OTP Release Handling Tutorial

This tutorial attempts to show by example how to build a proper OTP-based system.

A quick way to get started might be to copy this example system, and modify the configuration files. I will try to explain the purpose of each file and suggest how they may be modified.

The Example System

The example system (called "example") runs on two processors (note that the two processors can easily be two Erlang nodes on the same physical machine), and contains two applications:

Basic File Structure

Note: The code is riddled with comments. If you view it with e.g. Emacs using fontification, it may be easier to read.

With this file structure in place, you are ready to support in-service upgrade, but that will be described in a future tutorial.

Compiling the code

...Nothing to it, really. I didn't bother with make scripts and stuff like that. Go into each src/ directory and type:

erlc -W -o ../ebin *.erl

Building a boot script

The easiest way to build the boot script is to place yourself in the $DIR/releases/1.0 directory, start an erlang shell, and type the following:

Eshell V5.2  (abort with ^G)
1>
<... output snipped>
=PROGRESS REPORT==== 4-Dec-2002::16:55:34 ===
         application: sasl
          started_at: nonode@nohost

1> Dir = "/home/etxuwig/work/erlang/release_tutorial".

_ENTRIES SHOWN:_
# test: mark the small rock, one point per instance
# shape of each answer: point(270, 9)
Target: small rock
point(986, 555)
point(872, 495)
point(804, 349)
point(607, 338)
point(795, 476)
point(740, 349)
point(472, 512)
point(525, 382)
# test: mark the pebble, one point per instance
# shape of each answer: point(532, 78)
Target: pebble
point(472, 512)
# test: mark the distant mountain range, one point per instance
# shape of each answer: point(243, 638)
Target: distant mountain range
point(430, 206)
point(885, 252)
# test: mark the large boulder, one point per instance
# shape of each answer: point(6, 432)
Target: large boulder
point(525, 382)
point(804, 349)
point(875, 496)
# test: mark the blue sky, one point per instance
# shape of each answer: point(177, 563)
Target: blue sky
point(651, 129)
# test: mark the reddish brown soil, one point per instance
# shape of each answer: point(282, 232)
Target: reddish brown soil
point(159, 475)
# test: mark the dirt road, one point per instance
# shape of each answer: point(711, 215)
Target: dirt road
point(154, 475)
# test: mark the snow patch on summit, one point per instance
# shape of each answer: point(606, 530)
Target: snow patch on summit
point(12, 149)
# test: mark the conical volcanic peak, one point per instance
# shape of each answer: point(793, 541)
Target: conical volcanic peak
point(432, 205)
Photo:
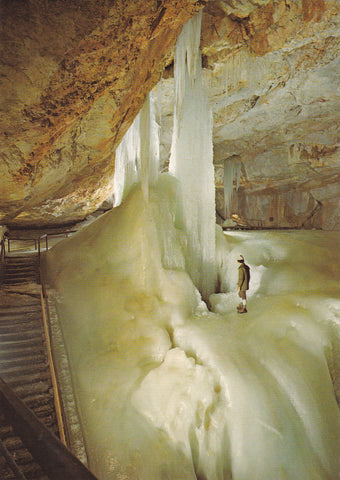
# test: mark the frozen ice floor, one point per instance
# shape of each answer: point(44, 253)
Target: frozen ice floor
point(167, 389)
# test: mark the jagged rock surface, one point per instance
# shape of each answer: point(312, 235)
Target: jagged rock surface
point(75, 75)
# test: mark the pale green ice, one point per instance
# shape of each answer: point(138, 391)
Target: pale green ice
point(169, 390)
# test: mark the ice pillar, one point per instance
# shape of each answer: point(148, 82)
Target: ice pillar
point(191, 159)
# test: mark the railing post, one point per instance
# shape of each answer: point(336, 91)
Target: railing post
point(11, 462)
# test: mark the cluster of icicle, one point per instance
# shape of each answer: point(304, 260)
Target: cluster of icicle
point(191, 161)
point(137, 156)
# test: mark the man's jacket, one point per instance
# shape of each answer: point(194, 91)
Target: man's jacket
point(243, 277)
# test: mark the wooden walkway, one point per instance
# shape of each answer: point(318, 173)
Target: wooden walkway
point(23, 359)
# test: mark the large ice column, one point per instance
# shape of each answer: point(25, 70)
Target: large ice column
point(232, 170)
point(191, 159)
point(137, 156)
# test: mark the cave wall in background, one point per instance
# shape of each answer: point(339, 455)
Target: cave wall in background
point(273, 80)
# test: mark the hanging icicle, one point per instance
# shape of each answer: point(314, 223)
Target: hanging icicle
point(137, 156)
point(191, 159)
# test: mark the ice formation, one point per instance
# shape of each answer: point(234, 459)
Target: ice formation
point(232, 171)
point(166, 389)
point(137, 156)
point(191, 159)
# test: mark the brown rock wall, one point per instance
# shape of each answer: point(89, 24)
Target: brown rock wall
point(61, 58)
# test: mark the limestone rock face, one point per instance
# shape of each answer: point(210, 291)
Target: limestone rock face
point(76, 73)
point(273, 77)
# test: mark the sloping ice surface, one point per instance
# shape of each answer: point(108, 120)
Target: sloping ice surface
point(167, 389)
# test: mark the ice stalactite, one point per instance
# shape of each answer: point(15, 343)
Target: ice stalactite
point(191, 159)
point(137, 156)
point(232, 171)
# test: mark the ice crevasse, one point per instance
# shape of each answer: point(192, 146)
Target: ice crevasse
point(167, 389)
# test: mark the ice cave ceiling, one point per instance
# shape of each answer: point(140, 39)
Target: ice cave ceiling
point(75, 74)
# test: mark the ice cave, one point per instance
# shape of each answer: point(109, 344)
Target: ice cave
point(221, 139)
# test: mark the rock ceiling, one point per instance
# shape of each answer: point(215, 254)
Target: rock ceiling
point(75, 74)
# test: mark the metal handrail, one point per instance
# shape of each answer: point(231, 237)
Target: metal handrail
point(46, 449)
point(11, 462)
point(55, 383)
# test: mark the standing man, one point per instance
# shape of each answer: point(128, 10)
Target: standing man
point(243, 284)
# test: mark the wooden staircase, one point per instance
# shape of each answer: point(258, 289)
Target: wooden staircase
point(23, 359)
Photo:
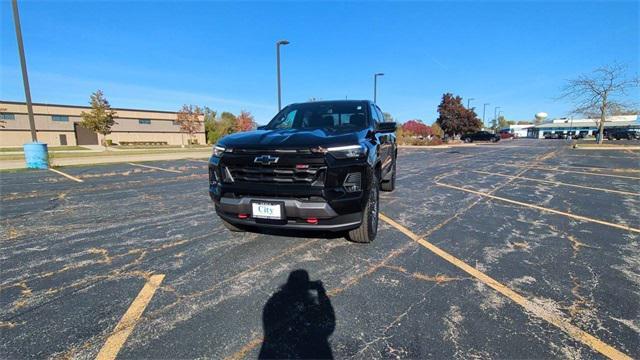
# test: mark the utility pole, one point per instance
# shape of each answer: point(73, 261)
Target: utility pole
point(495, 116)
point(278, 44)
point(484, 111)
point(375, 86)
point(23, 65)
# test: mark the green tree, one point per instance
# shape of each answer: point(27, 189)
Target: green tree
point(100, 118)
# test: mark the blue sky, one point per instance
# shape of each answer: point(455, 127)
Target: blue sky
point(160, 55)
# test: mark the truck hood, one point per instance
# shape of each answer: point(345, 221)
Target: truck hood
point(289, 139)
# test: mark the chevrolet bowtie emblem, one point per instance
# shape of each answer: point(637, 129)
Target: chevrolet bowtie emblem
point(266, 159)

_WORK INSTRUCTIONS:_
According to the release handling tutorial, which directory should you be in when you build the boot script? You won't need the lines.

_EXERCISE RESULT:_
The $DIR/releases/1.0 directory.